- _OBJECTIVE_
Transcribe the listing below verbatim, from its first line through the line containing "525 249 562 311", both inclusive, leaving out the pictures.

-=-=-=-=-

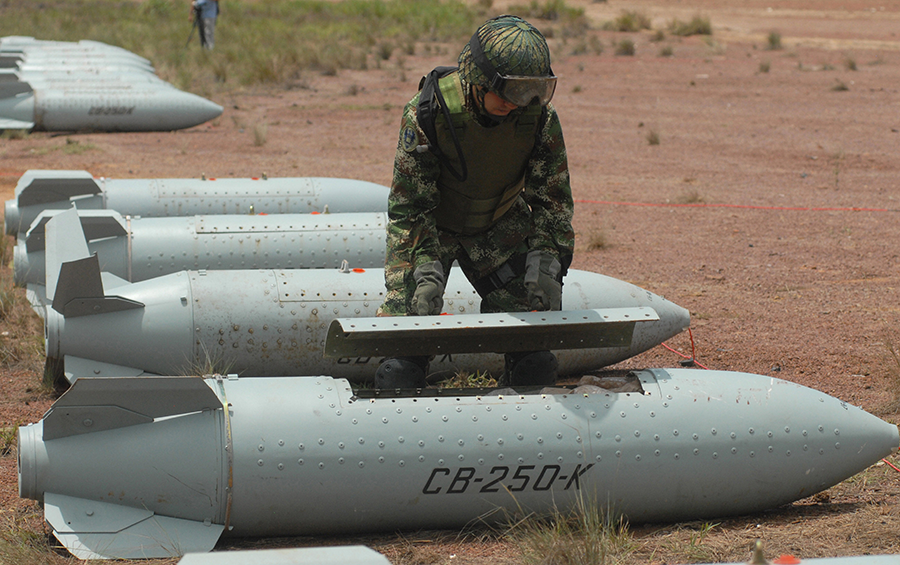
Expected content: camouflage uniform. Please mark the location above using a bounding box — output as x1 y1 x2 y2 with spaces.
379 76 574 315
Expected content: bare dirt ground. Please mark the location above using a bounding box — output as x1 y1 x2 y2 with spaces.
0 0 900 563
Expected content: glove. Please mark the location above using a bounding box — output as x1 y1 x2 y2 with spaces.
412 261 444 316
525 249 562 311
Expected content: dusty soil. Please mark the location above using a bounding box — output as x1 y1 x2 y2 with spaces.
0 0 900 563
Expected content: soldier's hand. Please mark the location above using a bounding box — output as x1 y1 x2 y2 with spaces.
525 250 562 311
412 261 445 316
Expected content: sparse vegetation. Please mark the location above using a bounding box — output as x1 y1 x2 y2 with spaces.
0 426 19 456
616 39 635 57
602 11 650 32
62 137 97 155
675 190 706 204
669 16 712 37
440 373 497 388
873 335 900 415
831 79 850 92
0 129 28 139
510 0 587 27
253 122 269 147
585 229 609 251
0 0 486 91
506 498 636 565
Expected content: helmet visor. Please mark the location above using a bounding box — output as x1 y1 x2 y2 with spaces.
491 75 556 106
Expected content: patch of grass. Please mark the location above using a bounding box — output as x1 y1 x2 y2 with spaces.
253 122 269 147
0 424 19 456
439 372 497 388
0 0 488 91
0 129 28 139
62 137 97 155
602 10 650 32
510 0 587 25
585 229 609 251
873 336 900 415
505 498 637 565
669 16 712 37
572 35 603 55
702 37 728 55
675 190 706 204
181 344 234 377
616 39 636 57
831 79 850 92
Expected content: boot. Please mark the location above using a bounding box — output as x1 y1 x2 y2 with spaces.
375 356 428 389
503 351 559 387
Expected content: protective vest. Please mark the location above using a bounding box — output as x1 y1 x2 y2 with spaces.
434 72 543 235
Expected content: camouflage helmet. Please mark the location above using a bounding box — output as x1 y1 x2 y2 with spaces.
458 15 553 88
459 15 556 106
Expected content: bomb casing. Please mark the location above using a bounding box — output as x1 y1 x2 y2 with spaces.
18 369 900 558
4 169 389 237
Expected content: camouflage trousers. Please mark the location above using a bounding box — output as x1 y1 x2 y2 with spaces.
378 232 531 316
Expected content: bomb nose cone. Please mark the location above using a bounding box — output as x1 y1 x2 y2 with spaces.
7 242 31 286
182 93 224 127
3 198 19 235
16 422 44 500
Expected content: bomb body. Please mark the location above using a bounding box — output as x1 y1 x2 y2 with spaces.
18 369 900 558
4 170 388 237
13 210 387 286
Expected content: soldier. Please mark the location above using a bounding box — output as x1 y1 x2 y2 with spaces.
375 15 574 388
191 0 219 51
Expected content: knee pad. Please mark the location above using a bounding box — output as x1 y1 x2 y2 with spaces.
504 351 559 386
375 357 428 389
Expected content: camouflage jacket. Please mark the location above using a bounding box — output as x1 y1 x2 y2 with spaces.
385 84 575 280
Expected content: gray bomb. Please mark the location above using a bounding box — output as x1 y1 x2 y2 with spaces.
4 170 389 236
13 210 387 286
18 369 900 559
44 209 690 382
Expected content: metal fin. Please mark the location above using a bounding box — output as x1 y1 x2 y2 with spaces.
45 208 91 300
325 307 659 358
25 210 128 253
16 172 101 208
45 208 144 318
44 492 225 559
43 376 222 441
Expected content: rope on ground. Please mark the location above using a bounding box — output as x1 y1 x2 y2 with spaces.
575 198 900 212
660 328 709 371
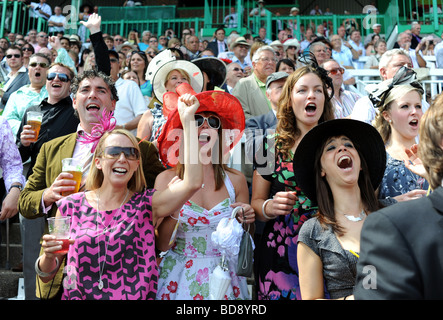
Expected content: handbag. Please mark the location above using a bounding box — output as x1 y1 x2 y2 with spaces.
236 211 254 277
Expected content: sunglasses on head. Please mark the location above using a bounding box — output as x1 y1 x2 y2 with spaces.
328 68 345 76
29 62 49 68
103 147 140 160
194 114 220 129
6 53 21 59
46 72 71 82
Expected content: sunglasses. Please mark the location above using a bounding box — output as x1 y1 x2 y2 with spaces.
194 114 220 129
46 72 71 82
103 147 140 160
6 53 22 59
328 68 345 76
29 62 49 68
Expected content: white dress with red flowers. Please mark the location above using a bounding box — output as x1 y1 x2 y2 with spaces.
157 174 251 300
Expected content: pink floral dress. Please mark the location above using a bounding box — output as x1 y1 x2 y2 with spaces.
157 174 250 300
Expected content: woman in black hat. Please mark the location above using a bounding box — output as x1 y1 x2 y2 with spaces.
251 58 334 300
294 119 386 299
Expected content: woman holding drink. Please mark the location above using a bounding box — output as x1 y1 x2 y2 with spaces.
36 94 203 300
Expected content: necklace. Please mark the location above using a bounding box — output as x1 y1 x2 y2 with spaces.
340 209 366 222
95 189 129 290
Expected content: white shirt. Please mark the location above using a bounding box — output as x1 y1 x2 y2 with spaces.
114 78 148 135
29 2 52 20
48 14 66 32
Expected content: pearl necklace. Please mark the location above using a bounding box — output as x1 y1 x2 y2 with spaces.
340 209 366 222
95 189 129 290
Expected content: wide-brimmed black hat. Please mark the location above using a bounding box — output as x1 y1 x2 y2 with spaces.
293 119 386 205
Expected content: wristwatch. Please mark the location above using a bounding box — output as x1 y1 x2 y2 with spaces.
8 184 23 193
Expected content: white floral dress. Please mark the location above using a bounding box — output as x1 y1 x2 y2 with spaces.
157 174 250 300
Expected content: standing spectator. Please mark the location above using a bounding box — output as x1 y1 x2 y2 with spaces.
48 6 66 36
321 59 361 119
364 39 387 69
0 46 29 110
251 60 334 300
221 62 245 94
309 4 323 16
397 32 426 68
137 30 152 51
207 28 228 57
231 37 252 75
373 74 429 201
223 7 238 28
17 62 79 300
3 53 51 136
331 34 358 69
258 27 272 45
185 36 200 61
354 94 443 300
349 30 366 69
26 0 52 26
0 117 26 241
410 21 422 49
363 23 381 45
293 119 386 300
232 46 277 120
109 50 147 136
351 49 429 124
22 42 35 68
35 31 49 52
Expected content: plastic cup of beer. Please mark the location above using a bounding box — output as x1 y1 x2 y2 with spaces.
48 217 71 254
26 111 43 142
62 158 83 196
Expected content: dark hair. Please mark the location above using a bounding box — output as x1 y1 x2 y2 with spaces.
314 137 380 236
275 58 297 71
71 69 118 101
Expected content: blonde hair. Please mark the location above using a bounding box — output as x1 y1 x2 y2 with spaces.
372 84 422 143
276 66 334 160
86 129 146 192
418 94 443 189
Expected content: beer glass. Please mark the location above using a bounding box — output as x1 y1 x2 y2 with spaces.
26 111 43 142
62 158 83 196
48 217 71 254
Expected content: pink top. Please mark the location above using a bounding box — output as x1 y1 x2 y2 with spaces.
57 190 158 300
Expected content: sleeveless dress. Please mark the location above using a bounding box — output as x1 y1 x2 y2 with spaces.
254 134 318 300
57 190 158 300
157 174 250 300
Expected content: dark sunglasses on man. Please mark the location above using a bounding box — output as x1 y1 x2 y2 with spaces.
46 72 71 82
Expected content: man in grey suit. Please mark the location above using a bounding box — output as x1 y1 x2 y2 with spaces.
232 46 277 120
0 46 30 110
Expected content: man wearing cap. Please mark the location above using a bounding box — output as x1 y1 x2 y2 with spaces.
231 37 252 75
233 46 277 119
208 28 228 57
364 23 382 46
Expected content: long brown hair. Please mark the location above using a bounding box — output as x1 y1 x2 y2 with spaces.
276 65 334 159
314 137 380 236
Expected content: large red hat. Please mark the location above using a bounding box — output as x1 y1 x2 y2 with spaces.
157 83 245 167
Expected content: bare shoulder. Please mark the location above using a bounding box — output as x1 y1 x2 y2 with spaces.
226 168 247 187
154 169 177 190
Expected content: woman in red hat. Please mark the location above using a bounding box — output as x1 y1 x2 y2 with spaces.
155 84 255 300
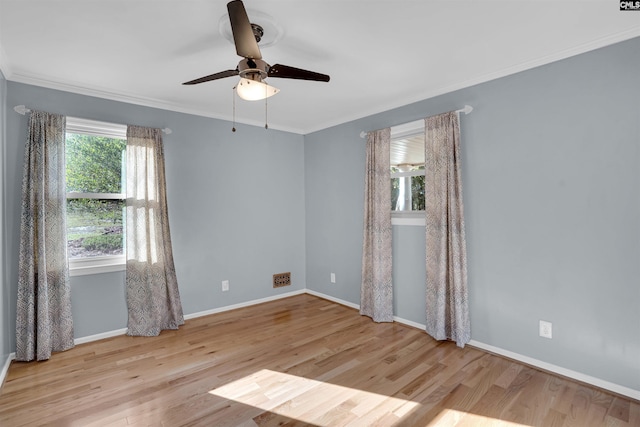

-=-=-=-=-

- _PROBLEM SOLUTION_
Expected content: camouflage uniform. Please mark the location above using a bounding box — output as x1 y1 x2 y2 with spaces.
379 76 574 315
Expected content: bare dirt ground. Please mark the location above using a bounding box — output as x1 y1 x2 y2 with spaces.
0 0 900 563
Expected content: glove. Please mark the location above using a bounding box — output as x1 y1 x2 y2 with spaces.
412 261 444 316
525 249 562 311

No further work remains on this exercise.